TASK DESCRIPTION ->
Collect each line of the entries that holds the string "table".

[Records from a collection]
● ● ● ●

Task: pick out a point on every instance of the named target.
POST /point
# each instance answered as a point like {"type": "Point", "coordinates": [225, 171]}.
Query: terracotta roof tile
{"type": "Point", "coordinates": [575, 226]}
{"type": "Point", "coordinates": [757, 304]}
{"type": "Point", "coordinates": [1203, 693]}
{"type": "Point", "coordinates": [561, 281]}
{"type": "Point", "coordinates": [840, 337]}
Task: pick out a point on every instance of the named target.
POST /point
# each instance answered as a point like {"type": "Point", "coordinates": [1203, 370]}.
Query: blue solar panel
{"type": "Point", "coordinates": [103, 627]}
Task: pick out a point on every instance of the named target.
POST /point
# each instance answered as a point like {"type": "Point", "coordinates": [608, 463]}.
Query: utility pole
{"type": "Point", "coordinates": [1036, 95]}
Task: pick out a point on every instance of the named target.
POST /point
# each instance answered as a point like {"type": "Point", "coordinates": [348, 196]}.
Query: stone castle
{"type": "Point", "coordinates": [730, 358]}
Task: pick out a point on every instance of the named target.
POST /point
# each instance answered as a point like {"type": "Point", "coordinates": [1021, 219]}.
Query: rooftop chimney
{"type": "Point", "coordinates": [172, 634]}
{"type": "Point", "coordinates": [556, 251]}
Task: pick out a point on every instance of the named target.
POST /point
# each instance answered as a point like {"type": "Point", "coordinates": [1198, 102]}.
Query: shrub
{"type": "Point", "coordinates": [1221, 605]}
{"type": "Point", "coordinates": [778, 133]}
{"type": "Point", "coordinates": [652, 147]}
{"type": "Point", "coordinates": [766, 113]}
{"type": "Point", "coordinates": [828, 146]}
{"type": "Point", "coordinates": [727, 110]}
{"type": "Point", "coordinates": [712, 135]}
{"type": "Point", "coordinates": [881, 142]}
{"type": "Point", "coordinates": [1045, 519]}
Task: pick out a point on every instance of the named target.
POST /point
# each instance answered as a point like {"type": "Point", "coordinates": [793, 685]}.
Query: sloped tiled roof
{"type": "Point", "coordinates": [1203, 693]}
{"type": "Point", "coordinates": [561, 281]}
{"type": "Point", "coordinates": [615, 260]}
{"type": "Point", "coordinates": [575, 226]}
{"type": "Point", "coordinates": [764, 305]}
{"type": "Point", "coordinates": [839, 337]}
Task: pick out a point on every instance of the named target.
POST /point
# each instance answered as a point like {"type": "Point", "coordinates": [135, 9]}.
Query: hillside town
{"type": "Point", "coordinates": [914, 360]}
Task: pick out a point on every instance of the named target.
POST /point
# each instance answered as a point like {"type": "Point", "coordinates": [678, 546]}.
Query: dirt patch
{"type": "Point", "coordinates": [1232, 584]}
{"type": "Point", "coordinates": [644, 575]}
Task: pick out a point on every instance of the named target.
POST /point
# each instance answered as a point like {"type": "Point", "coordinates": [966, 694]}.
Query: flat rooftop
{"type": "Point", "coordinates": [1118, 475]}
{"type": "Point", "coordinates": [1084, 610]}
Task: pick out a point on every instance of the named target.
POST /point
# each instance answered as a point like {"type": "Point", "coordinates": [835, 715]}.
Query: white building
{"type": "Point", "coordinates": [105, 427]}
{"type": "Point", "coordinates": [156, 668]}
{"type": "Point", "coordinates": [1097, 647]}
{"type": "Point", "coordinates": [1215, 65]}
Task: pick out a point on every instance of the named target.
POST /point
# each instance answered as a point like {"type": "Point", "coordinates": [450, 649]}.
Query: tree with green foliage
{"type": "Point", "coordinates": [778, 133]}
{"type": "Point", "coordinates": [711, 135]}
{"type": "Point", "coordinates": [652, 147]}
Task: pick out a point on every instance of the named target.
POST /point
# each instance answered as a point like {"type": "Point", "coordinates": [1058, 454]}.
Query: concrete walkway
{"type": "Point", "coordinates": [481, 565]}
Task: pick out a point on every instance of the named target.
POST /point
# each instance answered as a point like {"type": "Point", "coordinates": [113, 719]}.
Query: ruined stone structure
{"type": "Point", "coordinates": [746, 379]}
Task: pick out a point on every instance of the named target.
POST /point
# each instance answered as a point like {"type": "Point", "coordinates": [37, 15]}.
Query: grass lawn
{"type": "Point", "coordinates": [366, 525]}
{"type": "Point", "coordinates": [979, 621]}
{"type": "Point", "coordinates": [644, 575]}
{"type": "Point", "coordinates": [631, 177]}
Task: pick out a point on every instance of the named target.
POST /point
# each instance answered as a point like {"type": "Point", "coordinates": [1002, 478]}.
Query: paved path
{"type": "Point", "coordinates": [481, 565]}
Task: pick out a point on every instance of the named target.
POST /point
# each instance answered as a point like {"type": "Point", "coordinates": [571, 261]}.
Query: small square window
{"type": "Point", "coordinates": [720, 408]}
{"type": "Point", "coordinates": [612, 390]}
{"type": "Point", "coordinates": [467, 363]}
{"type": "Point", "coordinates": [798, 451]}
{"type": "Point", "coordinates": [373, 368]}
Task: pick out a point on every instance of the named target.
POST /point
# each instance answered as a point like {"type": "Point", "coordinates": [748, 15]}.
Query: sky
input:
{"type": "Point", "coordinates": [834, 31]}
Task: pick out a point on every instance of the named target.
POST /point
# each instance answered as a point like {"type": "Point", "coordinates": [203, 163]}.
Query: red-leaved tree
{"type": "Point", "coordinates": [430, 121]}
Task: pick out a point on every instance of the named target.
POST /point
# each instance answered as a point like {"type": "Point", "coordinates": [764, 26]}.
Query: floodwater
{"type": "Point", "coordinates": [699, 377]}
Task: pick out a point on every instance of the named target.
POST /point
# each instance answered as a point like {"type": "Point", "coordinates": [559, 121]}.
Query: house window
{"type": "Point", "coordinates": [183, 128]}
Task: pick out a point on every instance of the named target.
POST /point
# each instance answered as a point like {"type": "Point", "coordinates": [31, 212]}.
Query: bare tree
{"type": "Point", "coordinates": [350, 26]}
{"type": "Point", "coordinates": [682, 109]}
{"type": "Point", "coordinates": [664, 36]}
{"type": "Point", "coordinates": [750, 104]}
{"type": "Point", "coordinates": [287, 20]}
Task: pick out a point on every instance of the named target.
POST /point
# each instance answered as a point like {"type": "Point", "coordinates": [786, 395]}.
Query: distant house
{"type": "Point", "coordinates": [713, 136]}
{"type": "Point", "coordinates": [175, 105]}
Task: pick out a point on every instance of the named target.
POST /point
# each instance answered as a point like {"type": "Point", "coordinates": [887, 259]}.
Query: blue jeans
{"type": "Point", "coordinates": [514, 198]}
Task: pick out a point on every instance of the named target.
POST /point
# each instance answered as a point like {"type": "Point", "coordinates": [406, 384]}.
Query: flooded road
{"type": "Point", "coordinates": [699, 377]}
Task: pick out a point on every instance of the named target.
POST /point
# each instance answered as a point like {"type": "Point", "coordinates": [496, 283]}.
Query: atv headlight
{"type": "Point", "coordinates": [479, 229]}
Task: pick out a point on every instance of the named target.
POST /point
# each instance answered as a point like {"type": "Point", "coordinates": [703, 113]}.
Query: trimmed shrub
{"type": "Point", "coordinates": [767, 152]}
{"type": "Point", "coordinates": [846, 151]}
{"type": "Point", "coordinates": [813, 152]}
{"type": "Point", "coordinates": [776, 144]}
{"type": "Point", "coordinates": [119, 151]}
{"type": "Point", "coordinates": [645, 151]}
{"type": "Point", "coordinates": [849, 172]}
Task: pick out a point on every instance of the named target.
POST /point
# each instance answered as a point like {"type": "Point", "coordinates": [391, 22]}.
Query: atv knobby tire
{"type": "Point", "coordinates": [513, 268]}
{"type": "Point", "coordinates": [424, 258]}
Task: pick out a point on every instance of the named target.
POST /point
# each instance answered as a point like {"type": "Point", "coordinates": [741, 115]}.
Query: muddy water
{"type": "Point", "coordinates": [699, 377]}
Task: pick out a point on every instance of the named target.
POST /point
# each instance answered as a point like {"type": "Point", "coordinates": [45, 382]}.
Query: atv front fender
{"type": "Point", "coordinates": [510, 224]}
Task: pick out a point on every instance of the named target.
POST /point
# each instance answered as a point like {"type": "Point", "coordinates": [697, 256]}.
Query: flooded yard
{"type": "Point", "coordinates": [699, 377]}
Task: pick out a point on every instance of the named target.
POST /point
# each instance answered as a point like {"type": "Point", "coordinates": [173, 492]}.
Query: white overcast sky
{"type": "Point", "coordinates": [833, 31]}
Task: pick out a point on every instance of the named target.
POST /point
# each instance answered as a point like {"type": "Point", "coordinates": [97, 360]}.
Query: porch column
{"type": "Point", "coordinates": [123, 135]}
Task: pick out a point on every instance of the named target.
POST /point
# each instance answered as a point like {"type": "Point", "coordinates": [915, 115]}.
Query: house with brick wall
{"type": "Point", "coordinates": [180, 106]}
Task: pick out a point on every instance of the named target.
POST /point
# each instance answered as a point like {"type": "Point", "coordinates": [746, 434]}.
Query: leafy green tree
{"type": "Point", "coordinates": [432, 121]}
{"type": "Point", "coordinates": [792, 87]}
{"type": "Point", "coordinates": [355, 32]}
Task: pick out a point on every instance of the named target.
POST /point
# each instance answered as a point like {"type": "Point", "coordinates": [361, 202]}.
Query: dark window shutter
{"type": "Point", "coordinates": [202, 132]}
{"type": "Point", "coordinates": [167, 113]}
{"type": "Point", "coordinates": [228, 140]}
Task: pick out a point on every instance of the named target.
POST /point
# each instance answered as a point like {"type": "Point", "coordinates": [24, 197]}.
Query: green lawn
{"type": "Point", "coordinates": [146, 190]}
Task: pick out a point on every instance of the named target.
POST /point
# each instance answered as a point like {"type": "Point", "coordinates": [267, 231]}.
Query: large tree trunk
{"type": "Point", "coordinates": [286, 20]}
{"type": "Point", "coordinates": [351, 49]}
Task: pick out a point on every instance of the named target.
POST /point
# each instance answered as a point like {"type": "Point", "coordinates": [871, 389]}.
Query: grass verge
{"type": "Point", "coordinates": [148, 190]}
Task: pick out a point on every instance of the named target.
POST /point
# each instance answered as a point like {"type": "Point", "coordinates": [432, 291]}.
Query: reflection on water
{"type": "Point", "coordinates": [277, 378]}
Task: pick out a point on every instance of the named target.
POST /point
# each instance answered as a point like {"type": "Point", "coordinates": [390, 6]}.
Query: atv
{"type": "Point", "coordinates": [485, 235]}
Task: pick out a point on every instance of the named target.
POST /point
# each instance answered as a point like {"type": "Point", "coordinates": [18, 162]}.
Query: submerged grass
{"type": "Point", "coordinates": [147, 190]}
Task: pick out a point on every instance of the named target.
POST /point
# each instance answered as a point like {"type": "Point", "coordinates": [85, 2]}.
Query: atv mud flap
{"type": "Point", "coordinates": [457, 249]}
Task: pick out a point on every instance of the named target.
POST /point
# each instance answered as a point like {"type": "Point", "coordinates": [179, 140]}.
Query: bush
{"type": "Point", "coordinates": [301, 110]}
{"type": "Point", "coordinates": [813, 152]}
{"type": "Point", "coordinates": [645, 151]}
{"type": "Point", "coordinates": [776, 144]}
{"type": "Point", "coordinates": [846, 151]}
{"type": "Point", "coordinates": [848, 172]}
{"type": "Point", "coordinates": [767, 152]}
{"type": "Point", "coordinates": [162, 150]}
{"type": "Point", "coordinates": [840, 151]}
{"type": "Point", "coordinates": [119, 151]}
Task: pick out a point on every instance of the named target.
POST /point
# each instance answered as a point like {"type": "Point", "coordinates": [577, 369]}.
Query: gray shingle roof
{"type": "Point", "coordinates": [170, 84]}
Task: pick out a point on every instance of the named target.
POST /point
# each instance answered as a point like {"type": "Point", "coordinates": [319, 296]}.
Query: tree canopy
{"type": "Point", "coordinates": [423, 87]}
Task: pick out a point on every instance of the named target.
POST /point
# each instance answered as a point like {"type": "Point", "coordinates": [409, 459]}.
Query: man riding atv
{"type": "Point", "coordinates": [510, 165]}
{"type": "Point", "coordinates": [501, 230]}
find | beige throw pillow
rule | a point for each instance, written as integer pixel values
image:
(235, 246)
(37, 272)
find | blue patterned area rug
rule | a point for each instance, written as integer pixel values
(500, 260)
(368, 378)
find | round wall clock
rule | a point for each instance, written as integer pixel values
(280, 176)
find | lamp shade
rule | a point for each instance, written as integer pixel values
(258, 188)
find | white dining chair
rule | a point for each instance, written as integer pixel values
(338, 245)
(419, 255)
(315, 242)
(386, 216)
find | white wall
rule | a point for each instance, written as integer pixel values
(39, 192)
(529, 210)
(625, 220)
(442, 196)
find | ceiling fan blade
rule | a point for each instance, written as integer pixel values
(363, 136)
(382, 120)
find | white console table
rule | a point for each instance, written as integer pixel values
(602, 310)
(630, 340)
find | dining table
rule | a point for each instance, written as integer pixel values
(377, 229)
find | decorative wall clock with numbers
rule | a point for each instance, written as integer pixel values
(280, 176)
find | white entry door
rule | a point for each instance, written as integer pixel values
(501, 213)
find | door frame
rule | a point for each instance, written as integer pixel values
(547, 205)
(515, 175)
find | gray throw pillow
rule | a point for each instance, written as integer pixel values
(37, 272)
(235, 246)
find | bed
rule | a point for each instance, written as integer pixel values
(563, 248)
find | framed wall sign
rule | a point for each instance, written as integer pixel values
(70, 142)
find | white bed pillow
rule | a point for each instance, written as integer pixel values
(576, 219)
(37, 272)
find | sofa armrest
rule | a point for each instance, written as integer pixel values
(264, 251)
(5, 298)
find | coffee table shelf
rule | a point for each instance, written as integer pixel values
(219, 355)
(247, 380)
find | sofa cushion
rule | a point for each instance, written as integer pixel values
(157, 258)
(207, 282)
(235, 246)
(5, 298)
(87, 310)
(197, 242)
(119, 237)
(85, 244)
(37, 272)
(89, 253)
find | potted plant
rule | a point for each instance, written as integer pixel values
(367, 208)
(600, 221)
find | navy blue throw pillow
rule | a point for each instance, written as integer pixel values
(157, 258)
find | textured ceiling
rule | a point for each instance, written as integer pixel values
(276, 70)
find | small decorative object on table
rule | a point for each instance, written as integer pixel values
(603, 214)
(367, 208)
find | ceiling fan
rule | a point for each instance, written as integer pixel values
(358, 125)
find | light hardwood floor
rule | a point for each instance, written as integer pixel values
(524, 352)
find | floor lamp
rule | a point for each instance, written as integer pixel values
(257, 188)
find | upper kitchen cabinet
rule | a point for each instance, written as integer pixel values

● ● ● ●

SOLUTION FOR THIS PROBLEM ->
find | white console table
find | dining table
find | coffee table shelf
find | small decorative object on table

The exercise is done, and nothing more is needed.